TRAVAIL À FAIRE:
1. Relevez toutes les lignes des entrées qui contiennent le mot "pillow", en tenant compte des majuscules et des minuscules.
2. Donnez la suite du texte sur la communication de crise de l'extrême-droite, en reprenant après sa dernière phrase.

La communication de crise de l’extrême-droite : triomphe de la facilité

L’extrême-droite française qui est représentée dans l’échiquier politique par le Front National est en proie à deux grands types de phases de pressions : positives (comme la qualification à un second tour mais avec le statut d’outsider) ou négatives (comme l’avènement d’une crise en cas de qualification). Face à ces situations, la gestion de l’événement et sa communication constituent une véritable marque de fabrique propre à l’extrême-droite. En premier lieu, notons la récurrence de l’accusation du système et des élites, prémisse du complotisme. Deuxièmement, la virulence de l’offensive des frontistes à l’encontre de leurs détracteurs surpasse la défense et pour un FN en proie aux affaires, voire à l’affairisme, « la meilleure défense, c’est l’attaque ».

Machination – Dans la crise concernant l’affaire de l’emploi fictif de son ancien garde du corps, Marine Le Pen et son entourage dénoncent une « machination » venue tout droit des responsables européens. L’argument est d’accuser l’Europe, qui est la source des plus vives critiques du Front National, d’être aux manettes de personnes qui ont délibérément sorti cette affaire à ce moment précis pour discréditer la sincérité de Mme Le Pen. C’est parce qu’elle représente la plus grande menace sur les institutions européennes que ses défenseurs trouveraient les plus vils moyens pour l’empêcher de leurs nuire. Cela contribue donc à une stratégie de contre-attaque, par le dessin d’un complotisme europhile.

Déplacement du lieu du débat – Concernant la pression positive que constitue le second tour de l’élection présidentielle, Marine Le Pen reste sur sa rhétorique anti-système : accuser les médias, les intellectuels, en bref, les élites de « rouler pour Macron ». Ce dernier est d’ailleurs accusé d’être le fidèle représentant de la « mondialisation sauvage ».

Rumeur – On observe d’ailleurs ici un parallèle intéressant entre les rouages du complotisme et ceux de la rumeur. Comme nous l’avons vu dans l’article sur la gestion de la rumeur selon Macron (Observatoire en Campagne nº2), une rumeur est une excellente technique de déstabilisation qui se caractérise par sa simplicité de mise en œuvre et une très grande complexité pour la démentir.

ENTRÉES FOURNIES:

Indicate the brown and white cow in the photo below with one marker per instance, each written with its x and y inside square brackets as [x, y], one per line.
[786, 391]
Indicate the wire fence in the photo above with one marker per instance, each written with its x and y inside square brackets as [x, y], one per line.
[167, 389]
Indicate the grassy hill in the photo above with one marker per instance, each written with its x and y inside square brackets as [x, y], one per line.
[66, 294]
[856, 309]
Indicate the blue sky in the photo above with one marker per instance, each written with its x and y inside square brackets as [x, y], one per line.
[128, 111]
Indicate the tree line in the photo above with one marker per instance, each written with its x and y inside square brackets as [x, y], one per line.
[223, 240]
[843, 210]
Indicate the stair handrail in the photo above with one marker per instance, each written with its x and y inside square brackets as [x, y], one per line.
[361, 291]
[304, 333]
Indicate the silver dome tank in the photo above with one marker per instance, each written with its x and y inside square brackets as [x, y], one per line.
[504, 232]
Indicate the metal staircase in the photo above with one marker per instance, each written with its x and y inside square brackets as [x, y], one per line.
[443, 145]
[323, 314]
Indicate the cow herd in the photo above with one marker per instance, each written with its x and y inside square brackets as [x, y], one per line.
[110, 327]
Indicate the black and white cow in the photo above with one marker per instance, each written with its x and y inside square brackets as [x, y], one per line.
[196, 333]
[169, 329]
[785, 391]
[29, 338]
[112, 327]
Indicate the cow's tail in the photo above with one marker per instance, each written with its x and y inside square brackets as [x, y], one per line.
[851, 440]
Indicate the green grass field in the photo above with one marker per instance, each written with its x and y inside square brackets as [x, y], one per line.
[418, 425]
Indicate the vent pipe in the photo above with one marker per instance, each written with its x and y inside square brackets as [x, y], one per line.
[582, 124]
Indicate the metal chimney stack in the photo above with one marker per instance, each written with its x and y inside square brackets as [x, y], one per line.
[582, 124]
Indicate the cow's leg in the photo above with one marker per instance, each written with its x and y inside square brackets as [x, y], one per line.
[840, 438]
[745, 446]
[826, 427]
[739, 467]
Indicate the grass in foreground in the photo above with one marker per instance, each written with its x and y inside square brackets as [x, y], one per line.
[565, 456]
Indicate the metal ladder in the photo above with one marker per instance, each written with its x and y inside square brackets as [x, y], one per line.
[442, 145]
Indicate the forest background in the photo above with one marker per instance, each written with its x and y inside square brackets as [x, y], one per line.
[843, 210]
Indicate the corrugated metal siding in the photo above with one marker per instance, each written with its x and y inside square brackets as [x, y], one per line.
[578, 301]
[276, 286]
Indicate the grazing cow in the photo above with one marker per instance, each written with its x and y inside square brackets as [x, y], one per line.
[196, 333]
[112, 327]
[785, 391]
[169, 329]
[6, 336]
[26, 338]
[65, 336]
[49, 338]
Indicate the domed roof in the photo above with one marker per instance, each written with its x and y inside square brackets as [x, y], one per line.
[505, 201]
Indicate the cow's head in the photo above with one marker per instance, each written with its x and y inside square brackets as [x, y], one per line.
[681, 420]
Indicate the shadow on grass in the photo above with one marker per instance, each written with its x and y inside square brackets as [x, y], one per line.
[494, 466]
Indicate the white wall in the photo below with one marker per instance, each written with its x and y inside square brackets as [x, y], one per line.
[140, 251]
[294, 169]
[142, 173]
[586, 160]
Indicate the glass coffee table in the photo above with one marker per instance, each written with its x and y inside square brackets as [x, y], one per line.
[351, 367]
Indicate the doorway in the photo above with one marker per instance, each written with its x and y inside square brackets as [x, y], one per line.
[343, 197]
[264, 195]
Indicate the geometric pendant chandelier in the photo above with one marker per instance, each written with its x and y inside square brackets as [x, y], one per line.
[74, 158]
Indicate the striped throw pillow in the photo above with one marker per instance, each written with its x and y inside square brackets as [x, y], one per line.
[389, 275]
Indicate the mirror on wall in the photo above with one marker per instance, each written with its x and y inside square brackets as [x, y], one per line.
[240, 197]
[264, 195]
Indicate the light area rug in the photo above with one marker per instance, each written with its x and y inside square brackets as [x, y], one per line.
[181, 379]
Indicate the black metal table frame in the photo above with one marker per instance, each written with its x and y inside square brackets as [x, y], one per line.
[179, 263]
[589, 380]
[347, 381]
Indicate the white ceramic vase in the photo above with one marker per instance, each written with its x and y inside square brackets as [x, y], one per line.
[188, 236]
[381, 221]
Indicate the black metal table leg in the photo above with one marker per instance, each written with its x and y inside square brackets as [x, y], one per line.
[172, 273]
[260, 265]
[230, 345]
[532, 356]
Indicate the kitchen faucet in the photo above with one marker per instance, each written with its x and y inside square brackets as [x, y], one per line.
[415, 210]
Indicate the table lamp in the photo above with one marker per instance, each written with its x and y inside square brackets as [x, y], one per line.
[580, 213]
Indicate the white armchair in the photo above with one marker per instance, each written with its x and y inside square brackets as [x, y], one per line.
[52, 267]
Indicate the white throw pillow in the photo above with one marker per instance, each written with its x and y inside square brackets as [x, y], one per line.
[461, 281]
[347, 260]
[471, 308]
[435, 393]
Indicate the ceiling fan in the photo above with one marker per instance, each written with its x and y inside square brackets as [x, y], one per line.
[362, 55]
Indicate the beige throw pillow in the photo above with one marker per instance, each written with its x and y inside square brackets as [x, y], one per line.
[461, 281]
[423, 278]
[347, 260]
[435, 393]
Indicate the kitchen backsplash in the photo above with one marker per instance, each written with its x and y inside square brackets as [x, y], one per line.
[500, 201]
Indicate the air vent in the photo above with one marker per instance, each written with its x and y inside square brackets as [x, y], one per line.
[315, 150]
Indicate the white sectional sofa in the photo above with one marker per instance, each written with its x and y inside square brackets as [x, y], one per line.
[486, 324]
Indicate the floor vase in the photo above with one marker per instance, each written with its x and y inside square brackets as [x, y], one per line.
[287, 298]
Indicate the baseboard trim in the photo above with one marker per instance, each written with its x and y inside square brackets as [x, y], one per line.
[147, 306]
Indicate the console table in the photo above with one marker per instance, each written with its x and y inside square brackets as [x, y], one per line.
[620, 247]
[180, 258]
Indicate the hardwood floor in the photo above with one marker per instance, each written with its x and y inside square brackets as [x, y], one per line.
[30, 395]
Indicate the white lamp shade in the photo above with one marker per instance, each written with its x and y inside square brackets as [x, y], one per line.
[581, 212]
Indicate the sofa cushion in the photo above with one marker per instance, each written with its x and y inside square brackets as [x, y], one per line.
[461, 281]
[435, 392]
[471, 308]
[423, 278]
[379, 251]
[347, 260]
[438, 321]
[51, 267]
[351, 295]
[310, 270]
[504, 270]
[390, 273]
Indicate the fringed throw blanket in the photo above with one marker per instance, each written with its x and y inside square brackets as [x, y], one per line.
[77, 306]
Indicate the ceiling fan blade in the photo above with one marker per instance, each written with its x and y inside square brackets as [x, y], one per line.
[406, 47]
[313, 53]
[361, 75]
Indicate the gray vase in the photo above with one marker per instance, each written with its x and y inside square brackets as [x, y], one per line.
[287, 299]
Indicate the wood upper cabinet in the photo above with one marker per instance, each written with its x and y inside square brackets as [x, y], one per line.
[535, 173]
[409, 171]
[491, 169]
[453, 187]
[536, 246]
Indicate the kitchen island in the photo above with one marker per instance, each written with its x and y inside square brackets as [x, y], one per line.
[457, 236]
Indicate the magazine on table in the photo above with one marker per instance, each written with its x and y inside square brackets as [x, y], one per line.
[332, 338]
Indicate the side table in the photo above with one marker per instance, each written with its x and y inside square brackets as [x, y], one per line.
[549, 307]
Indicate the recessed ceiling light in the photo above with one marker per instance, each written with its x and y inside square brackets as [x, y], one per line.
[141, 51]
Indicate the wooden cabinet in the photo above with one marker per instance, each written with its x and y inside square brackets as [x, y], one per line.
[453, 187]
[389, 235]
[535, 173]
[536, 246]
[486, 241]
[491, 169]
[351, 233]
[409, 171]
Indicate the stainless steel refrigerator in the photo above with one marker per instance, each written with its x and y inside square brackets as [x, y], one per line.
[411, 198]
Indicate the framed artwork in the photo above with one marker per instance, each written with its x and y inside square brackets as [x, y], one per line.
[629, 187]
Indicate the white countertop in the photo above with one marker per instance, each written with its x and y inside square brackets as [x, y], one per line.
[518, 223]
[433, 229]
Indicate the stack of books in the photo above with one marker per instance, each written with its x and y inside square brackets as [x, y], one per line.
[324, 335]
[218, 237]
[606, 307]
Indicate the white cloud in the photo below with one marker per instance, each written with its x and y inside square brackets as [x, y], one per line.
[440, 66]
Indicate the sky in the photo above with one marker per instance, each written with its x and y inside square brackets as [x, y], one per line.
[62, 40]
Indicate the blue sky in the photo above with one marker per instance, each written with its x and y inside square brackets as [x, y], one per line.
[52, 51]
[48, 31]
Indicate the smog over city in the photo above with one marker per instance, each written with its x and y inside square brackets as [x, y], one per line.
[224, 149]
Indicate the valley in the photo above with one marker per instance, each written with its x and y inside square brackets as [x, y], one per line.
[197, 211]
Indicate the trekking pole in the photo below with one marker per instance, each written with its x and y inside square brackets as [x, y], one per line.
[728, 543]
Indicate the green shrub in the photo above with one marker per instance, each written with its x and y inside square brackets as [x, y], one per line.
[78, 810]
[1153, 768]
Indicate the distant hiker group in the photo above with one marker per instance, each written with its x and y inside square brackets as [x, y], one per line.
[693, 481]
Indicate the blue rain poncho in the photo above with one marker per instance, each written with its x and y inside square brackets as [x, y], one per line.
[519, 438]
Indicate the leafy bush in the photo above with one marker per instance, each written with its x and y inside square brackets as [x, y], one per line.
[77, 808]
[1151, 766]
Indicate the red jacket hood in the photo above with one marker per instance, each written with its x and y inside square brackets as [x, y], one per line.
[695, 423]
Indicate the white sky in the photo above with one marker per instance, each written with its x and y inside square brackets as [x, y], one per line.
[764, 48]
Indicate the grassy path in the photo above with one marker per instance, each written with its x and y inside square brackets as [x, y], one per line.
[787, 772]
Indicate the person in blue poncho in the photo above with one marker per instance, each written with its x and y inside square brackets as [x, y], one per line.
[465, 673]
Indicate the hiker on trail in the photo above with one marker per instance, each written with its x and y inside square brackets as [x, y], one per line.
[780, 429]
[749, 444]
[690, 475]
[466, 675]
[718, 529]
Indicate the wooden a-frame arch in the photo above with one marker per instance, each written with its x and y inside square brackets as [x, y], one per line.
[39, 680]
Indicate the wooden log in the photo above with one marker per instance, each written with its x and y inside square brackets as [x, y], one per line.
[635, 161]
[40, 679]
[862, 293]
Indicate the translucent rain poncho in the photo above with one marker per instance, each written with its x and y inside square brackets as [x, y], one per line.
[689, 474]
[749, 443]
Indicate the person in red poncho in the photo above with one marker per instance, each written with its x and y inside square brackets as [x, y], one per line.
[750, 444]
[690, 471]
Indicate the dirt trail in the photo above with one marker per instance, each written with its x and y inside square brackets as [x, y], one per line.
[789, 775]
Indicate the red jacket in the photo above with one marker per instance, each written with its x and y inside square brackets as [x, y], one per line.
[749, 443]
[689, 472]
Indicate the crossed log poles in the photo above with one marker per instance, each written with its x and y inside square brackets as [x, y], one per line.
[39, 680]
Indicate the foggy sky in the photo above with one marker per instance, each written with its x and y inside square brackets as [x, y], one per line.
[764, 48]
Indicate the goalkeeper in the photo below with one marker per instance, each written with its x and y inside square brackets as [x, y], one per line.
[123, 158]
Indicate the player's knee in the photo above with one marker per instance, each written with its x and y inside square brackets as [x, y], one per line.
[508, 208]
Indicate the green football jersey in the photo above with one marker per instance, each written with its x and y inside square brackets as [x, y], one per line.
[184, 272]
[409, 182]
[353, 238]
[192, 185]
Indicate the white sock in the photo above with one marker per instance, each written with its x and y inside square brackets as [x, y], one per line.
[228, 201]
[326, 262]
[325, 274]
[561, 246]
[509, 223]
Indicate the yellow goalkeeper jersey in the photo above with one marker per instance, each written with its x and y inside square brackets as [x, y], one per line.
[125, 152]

RÉPONSES PAR TÂCHE:
1.
Indicate the striped throw pillow in the photo above with one marker per instance, each written with its x and y inside square brackets as [x, y], one per line.
Indicate the white throw pillow in the photo above with one marker per instance, each written with its x and y inside square brackets as [x, y], one per line.
Indicate the beige throw pillow in the photo above with one marker per instance, each written with its x and y inside square brackets as [x, y], one per line.

2.
Complot – Concernant la crise des révélations sur les emplois fictifs des parlementaires frontistes européens, l’idée est ainsi d’accuser les représentants des instances européennes de chercher à protéger leurs propres intérêts. Les soutiens de la candidate soutenue par le Front National nomment ces responsables et évoquent un passé trouble, souvent sans possibilité de vérifier ces dires, qui viendrait conforter cette idée.

Culot – L’extension logique de cette rhétorique est d’aboutir à assumer des erreurs en prétendant qu’elles furent volontaires, ce dans le but soi-disant de piéger les médias, assez stupides pour tomber dans le panneau.

Dans la crise des affaires d’emplois fictifs européens, certains cadres frontistes ont par exemple affirmé que ces emplois sont de simples provocations à l’encontre des institutions européennes qu’ils ne respectent pas. Durant l’entre-deux-tours, Marine Le Pen s’est illustrée par un plagiat incontestable d’un discours de Fillon : si les premières réactions frontistes, à chaud, récusaient ce parallèle, ils ont par la suite parlé d’un « clin d’œil » pour ensuite que Mme Le Pen au journal télévisé de TF1 du lendemain dise « assumer ce clin d’œil, et puis ce buzz, disons-le, puisqu’il n’y a que ça qui vous fait courir ». Pour justifier cette antithèse d’un discours de fond, elle indique « ce discours a été entendu des centaines de fois ». Or sans ce plagiat, il « n’aurait pas été écouté ni entendu ». Elle dérive ainsi sur le sujet de fond, qui était l’authenticité de ses discours.

Contre-vérité – Le paroxysme de cette stratégie communicationnelle en proie à la facilité rhétorique, souvent utilisée par l’extrême-droite dans une perspective populaire, est la tactique de la contre-vérité : il s’agit d’inverser les rôles et prêter à son adversaire le costume du porteur de maux de l’extrême-droite.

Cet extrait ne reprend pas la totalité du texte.